Congressclowns, Cash Laundromats, and Tornado Sirens
A field guide to spotting the grifters who scream ‘border crisis’ while your sirens rust in silence.

Pull up a barstool, tip your Stetson low, and pour two fingers of something brown that bites back. We’re about to ride through the god-forsaken neon funhouse called Congress, where the only thing louder than a lobbyist’s checkbook is the hollow thump of empty skulls in $2,000 suits.
Meet Your Congressclown™—Now Watch Him Juggle Nothing
Most Americans can’t name the joker pretending to guard their wallet in D.C.—much less spot the difference between an appropriations rider and a one-eyed mule. That blissful ignorance is precisely how the lifers in the Capitol carnival stay strapped into their cushy Ferris wheel seats while the rest of us eat dust.
They wave around hot-button buzzwords—border! China! abortion! culture war!—the way a rodeo clown flashes a red cape at a longhorn: big, bright, and utterly pointless to the beast. Meanwhile, your property tax dollars hitch a ride to Washington, vanish into a Byzantine money-laundering car wash they call “the budget,” then reappear in somebody else’s district shaped suspiciously like a defense contract.

**MATERIAL SUPPLIED**.

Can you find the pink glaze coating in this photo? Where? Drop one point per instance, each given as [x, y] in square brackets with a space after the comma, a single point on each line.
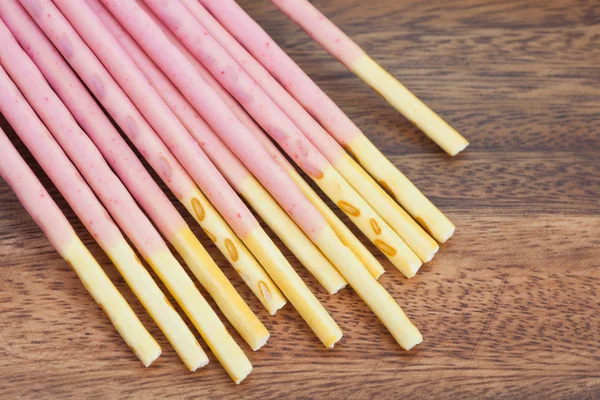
[56, 164]
[34, 197]
[158, 114]
[89, 68]
[250, 95]
[209, 141]
[110, 95]
[79, 148]
[176, 66]
[283, 68]
[303, 120]
[318, 27]
[91, 118]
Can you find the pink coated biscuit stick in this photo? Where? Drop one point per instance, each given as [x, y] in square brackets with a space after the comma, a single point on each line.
[97, 221]
[282, 129]
[63, 238]
[117, 152]
[315, 101]
[142, 186]
[165, 54]
[402, 223]
[119, 202]
[168, 126]
[342, 231]
[235, 172]
[338, 44]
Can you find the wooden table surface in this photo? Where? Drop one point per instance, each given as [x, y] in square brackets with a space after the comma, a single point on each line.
[509, 307]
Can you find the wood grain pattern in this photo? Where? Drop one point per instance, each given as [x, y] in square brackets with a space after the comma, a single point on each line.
[509, 307]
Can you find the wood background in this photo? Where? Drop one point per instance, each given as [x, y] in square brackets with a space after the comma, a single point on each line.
[510, 305]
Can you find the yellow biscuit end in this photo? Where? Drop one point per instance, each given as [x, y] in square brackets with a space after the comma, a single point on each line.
[409, 231]
[157, 305]
[241, 259]
[311, 310]
[364, 217]
[206, 321]
[220, 289]
[292, 236]
[111, 301]
[409, 105]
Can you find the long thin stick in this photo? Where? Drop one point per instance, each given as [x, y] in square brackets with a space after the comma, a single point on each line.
[189, 153]
[63, 238]
[341, 230]
[193, 35]
[235, 172]
[95, 218]
[115, 150]
[130, 218]
[339, 45]
[337, 123]
[255, 157]
[140, 184]
[402, 223]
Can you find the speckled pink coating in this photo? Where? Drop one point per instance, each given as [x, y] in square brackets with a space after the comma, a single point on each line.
[283, 68]
[223, 67]
[318, 27]
[303, 120]
[175, 65]
[114, 100]
[143, 95]
[56, 164]
[215, 149]
[36, 200]
[80, 149]
[91, 118]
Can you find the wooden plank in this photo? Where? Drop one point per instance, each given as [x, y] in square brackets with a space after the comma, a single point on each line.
[509, 307]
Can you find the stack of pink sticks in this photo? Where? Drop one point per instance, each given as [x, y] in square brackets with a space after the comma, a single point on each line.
[208, 99]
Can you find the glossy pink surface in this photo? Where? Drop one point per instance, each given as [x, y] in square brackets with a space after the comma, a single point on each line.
[250, 95]
[179, 70]
[209, 141]
[283, 68]
[91, 118]
[318, 27]
[79, 148]
[56, 164]
[299, 116]
[158, 114]
[36, 200]
[115, 101]
[137, 129]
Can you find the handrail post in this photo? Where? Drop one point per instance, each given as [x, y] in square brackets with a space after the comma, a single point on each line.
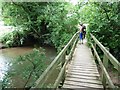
[94, 52]
[105, 63]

**WHAT YOU NEED TO DO**.
Set down the passage of the Congress essay between "Congressclowns, Cash Laundromats, and" and "rust in silence.", inclusive. These items come from a different source than the text above.

**WRITTEN SOLUTION**.
Congressclowns, Cash Laundromats, and Tornado Sirens
A field guide to spotting the grifters who scream ‘border crisis’ while your sirens rust in silence.